- Data shown -
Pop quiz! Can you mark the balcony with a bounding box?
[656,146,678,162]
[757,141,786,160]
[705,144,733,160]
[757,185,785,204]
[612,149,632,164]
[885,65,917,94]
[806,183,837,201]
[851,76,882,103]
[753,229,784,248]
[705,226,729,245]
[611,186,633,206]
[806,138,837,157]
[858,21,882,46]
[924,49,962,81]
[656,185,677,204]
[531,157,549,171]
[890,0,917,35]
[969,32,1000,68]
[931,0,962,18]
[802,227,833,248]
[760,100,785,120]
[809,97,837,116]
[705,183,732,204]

- Requirements -
Can you retype every line of the entries above word for word, changing nothing?

- Response -
Pop quiz! Can you mark the balcony with a bounding box?
[656,146,678,162]
[757,141,786,160]
[705,144,733,160]
[757,185,785,204]
[612,149,632,164]
[885,65,917,94]
[806,183,837,201]
[851,76,882,103]
[753,229,784,248]
[705,226,729,245]
[611,186,633,206]
[806,138,837,157]
[858,21,882,46]
[924,49,962,81]
[656,185,677,204]
[531,157,549,171]
[890,0,917,35]
[969,32,1000,68]
[931,0,962,18]
[802,227,833,248]
[760,100,785,120]
[809,97,837,116]
[705,183,732,204]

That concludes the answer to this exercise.